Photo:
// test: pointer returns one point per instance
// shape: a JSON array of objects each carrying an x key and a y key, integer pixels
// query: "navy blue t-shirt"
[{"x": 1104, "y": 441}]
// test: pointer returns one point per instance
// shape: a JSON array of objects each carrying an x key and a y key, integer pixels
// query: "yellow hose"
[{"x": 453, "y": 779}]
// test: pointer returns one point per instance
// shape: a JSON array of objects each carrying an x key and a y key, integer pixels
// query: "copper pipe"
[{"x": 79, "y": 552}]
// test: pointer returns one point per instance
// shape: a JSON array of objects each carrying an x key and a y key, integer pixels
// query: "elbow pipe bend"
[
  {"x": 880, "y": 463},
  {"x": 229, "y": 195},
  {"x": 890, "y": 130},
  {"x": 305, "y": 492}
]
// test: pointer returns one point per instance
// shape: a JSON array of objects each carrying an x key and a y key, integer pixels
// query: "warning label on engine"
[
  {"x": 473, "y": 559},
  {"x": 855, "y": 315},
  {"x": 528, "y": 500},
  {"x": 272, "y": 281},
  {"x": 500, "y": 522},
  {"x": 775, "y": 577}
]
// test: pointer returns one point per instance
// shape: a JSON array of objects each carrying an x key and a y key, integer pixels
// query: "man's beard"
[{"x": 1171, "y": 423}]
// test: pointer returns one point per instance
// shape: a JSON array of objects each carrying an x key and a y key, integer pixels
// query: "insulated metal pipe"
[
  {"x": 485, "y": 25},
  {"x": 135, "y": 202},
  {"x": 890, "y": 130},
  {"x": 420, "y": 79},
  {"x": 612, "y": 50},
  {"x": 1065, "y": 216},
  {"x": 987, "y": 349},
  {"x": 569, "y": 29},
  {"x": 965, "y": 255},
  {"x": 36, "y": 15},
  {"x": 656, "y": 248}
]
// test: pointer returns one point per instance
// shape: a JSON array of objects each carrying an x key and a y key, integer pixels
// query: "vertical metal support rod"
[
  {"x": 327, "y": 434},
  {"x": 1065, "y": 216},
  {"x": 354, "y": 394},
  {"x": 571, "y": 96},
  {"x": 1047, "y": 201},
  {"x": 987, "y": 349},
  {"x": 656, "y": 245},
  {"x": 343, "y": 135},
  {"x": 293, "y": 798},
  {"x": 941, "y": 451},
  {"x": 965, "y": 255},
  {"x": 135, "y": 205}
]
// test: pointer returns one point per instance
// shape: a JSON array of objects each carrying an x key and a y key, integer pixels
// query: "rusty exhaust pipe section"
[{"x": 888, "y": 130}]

☆ ☆ ☆

Identify every line in the listing that contains the string "metal" and reproduce each such line in full.

▸ **Answer**
// query: "insulated metal pipe"
// query: "vertical metal support rod"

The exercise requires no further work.